Entries pointing to named objects:
-------

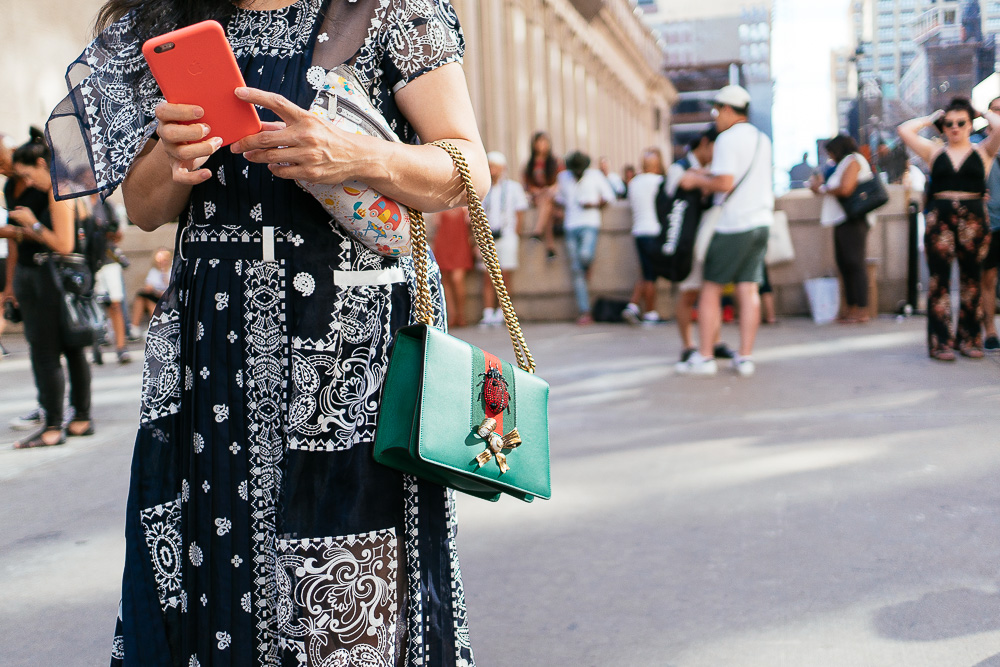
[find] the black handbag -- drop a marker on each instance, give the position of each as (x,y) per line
(81,318)
(867,196)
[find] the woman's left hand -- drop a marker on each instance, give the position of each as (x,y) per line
(22,216)
(307,148)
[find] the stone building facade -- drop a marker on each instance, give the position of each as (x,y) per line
(587,71)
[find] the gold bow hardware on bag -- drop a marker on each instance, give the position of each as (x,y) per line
(496,443)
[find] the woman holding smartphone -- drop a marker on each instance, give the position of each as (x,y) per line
(260,530)
(41,225)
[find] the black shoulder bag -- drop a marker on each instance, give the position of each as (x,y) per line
(80,316)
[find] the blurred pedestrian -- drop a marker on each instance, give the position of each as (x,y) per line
(109,280)
(628,173)
(16,192)
(153,288)
(957,226)
(453,251)
(505,205)
(582,192)
(741,179)
(645,232)
(540,175)
(614,180)
(698,159)
(850,235)
(992,261)
(800,175)
(47,227)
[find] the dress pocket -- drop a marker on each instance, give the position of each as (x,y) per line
(337,376)
(161,371)
(337,599)
(161,529)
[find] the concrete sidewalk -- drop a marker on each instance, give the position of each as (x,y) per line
(840,508)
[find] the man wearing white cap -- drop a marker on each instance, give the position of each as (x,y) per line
(505,205)
(741,179)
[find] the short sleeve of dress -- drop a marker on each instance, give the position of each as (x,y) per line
(421,35)
(101,125)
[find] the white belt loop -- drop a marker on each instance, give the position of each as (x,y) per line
(267,249)
(362,278)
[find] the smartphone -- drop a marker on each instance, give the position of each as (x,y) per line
(196,65)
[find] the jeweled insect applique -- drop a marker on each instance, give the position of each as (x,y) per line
(496,397)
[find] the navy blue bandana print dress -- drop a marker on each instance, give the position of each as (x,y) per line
(259,529)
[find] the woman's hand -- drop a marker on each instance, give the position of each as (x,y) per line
(187,143)
(305,147)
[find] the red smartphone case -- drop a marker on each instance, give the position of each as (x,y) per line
(196,65)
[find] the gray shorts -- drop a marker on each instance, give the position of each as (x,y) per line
(737,258)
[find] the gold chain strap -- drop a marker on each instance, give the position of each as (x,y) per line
(484,239)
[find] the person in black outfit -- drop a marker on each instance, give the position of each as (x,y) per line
(46,226)
(958,227)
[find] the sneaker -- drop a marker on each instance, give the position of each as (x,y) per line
(697,365)
(723,351)
(27,422)
(744,366)
(631,314)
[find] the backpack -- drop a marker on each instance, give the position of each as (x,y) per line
(679,218)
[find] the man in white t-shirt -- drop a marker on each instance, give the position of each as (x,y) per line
(582,192)
(646,231)
(741,179)
(505,205)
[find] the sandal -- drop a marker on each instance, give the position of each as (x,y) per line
(37,440)
(87,431)
(971,352)
(943,354)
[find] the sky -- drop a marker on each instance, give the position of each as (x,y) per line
(804,33)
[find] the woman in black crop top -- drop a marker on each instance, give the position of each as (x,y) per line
(45,225)
(957,225)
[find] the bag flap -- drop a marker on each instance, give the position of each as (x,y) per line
(448,436)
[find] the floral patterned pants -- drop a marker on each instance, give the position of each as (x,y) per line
(956,230)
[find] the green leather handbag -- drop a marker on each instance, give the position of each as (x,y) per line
(457,415)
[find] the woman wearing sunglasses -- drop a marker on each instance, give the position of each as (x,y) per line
(957,226)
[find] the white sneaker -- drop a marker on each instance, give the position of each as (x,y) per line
(697,365)
(632,314)
(744,366)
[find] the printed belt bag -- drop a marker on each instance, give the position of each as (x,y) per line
(454,414)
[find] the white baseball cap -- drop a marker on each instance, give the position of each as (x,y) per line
(497,158)
(736,97)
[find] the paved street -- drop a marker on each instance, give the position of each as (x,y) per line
(839,509)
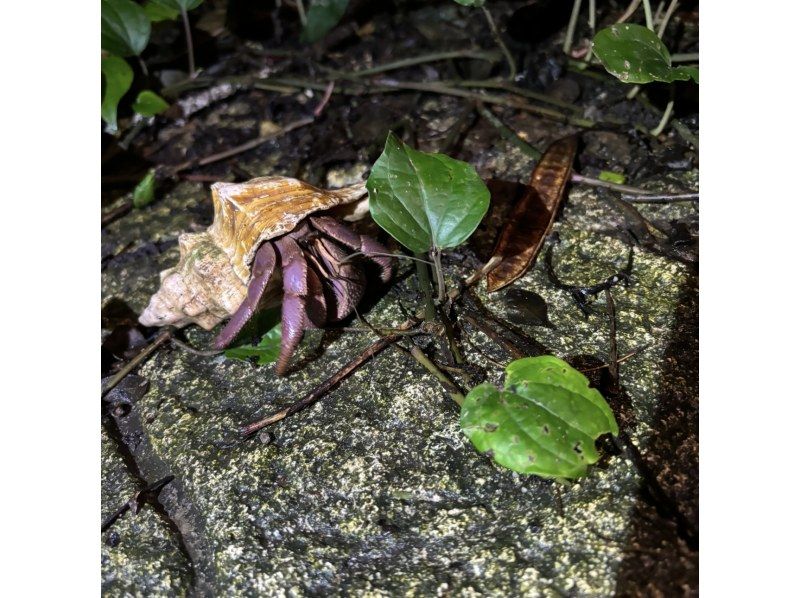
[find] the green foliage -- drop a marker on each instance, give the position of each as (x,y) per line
(178,5)
(634,54)
(266,350)
(612,177)
(425,201)
(158,12)
(124,28)
(149,103)
(323,15)
(144,193)
(118,77)
(543,422)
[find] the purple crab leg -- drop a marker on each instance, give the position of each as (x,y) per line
(367,245)
(345,281)
(263,269)
(303,300)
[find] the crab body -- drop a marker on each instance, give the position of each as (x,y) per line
(271,237)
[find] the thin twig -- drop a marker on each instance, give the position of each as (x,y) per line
(512,68)
(189,349)
(629,11)
(140,357)
(189,46)
(240,149)
(324,101)
(573,21)
(662,198)
(667,16)
(329,384)
(584,180)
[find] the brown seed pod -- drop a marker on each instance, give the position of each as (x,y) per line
(532,217)
(210,280)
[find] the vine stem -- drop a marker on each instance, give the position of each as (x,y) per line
(496,33)
(573,21)
(424,279)
(189,46)
(648,14)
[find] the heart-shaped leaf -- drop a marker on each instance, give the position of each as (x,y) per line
(544,421)
(634,54)
(323,15)
(124,27)
(425,201)
(266,350)
(149,103)
(118,77)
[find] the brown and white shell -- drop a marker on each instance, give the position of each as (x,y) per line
(210,280)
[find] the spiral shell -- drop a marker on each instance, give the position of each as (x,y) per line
(210,280)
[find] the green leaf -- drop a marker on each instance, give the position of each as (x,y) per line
(158,12)
(612,177)
(178,5)
(118,76)
(266,350)
(425,201)
(144,193)
(124,27)
(149,103)
(323,15)
(544,422)
(634,54)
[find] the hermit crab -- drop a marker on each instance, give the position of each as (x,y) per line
(265,231)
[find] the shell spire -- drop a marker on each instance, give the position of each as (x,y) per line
(210,280)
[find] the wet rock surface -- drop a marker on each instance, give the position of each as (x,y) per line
(374,490)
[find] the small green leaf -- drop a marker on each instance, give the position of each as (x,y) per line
(266,350)
(124,27)
(544,422)
(158,12)
(144,192)
(118,76)
(323,15)
(634,54)
(425,201)
(179,5)
(149,103)
(612,177)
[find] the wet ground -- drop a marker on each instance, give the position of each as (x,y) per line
(374,490)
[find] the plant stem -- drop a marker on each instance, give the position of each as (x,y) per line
(592,25)
(629,11)
(686,57)
(301,11)
(509,59)
(573,20)
(664,120)
(452,389)
(667,16)
(163,337)
(424,58)
(648,14)
(508,134)
(189,46)
(436,253)
(424,280)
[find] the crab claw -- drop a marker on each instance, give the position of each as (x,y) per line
(303,300)
(344,281)
(263,269)
(366,245)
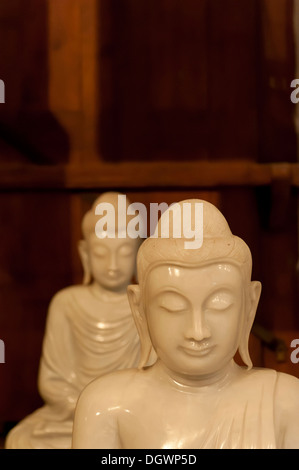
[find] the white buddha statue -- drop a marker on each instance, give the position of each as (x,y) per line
(195,307)
(90,331)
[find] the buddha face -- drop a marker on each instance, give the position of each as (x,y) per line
(111,261)
(195,316)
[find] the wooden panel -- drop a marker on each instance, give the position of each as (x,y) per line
(148,175)
(181,80)
(277,139)
(35,263)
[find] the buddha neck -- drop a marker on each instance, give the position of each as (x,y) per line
(105,294)
(192,384)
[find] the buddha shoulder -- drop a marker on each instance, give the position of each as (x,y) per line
(106,392)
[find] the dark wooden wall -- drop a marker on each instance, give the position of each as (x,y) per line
(163,100)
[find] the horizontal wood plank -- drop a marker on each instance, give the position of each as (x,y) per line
(162,175)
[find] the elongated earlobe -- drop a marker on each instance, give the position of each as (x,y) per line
(250,311)
(141,325)
(83,253)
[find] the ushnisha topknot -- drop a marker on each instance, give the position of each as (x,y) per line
(219,244)
(90,218)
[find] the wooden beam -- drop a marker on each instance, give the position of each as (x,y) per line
(133,175)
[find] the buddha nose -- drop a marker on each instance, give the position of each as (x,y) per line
(112,264)
(197,328)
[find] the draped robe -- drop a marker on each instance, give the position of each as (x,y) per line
(87,336)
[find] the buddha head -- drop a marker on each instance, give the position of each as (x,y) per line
(195,307)
(108,260)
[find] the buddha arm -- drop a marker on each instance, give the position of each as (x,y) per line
(96,416)
(57,377)
(287,411)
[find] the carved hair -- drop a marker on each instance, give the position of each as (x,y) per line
(218,244)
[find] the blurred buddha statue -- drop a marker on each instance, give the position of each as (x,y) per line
(195,307)
(90,331)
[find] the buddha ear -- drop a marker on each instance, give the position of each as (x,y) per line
(134,297)
(83,253)
(255,289)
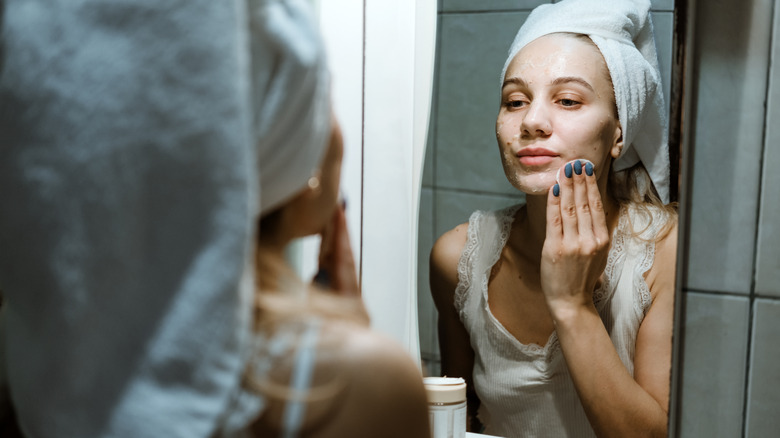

-------

TASK STATEMENT | Format the lines from the one containing "[find] the carved" through the end of the material as a Markdown table with the columns Row and Line. Number each row, skip blank lines, and omit the pictures.

SOLUTION FOR THIS TASK |
| Row | Line |
|---|---|
| 1 | [find] the carved hair -- drop a marker on each instance, give the position of each as (x,y) per line |
| 2 | (218,244) |
| 3 | [find] the blurred buddha statue -- drop a marker on each instance, give the position of each as (x,y) per line |
| 4 | (195,307) |
| 5 | (90,331) |
| 6 | [find] the buddha ear -- drop a marker on each instance, give the position of each as (x,y) per line |
| 7 | (134,297) |
| 8 | (83,253) |
| 9 | (255,289) |